Provided text
******

By Ilana Novick for Truthdig


In April, President Trump signed an executive order allowing some Medicaid recipients to be exempted from requirements that they find  jobs or lose their health insurance. Now, the states taking advantage of the order, called “Reducing Poverty in America,” are facing scrutiny for allegedly creating policies that, as Talking Points Memo (TMP) reports, “would in practice shield many rural, white residents from the impact of the new rules.”

Kentucky and Ohio are applying for the waivers that the executive order allows. Each of their proposals include exemptions for the counties with the highest unemployment, which happen to be mostly white, GOP-voting and rural. In contrast, according to TMP, “many low-income people of color who live in high-unemployment urban centers would not qualify, because the wealthier suburbs surrounding those cities pull the overall county unemployment rate below the threshold.”

Those urban areas may have unemployment rates equal to or worse than the counties exempted from the requirements, but they’re not white and they don’t vote Republican.

******

Apply what you read
1. Translate this sentence from the article on Medicaid work rules into Spanish: "Kentucky and Ohio are applying for the waivers that the executive order allows."
2. Reproduce the part of the article on Medicaid work rules starting with "Kentucky and Ohio" and going on through "don’t vote Republican.".

Stored data
******

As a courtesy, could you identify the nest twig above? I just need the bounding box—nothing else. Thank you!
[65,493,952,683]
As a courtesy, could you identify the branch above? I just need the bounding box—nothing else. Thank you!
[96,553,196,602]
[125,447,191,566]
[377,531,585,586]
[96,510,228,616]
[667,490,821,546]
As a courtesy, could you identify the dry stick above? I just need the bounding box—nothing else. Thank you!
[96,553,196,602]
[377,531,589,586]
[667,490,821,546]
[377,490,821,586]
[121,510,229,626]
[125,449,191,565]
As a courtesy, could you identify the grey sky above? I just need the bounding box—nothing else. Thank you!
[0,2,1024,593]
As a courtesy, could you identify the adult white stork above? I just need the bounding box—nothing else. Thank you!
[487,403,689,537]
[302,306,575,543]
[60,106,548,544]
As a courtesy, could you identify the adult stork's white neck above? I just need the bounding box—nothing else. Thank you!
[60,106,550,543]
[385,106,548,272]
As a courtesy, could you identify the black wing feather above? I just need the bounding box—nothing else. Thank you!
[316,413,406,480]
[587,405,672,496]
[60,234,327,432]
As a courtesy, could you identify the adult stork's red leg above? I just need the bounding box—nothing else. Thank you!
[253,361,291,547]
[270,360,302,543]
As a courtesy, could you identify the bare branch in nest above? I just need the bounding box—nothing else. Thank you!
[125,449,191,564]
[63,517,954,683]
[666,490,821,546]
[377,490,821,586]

******

Outputs in order
1. Kentucky y Ohio están solicitando las exenciones que permite la orden ejecutiva.

2.
Kentucky and Ohio are applying for the waivers that the executive order allows. Each of their proposals include exemptions for the counties with the highest unemployment, which happen to be mostly white, GOP-voting and rural. In contrast, according to TMP, “many low-income people of color who live in high-unemployment urban centers would not qualify, because the wealthier suburbs surrounding those cities pull the overall county unemployment rate below the threshold.”

Those urban areas may have unemployment rates equal to or worse than the counties exempted from the requirements, but they’re not white and they don’t vote Republican.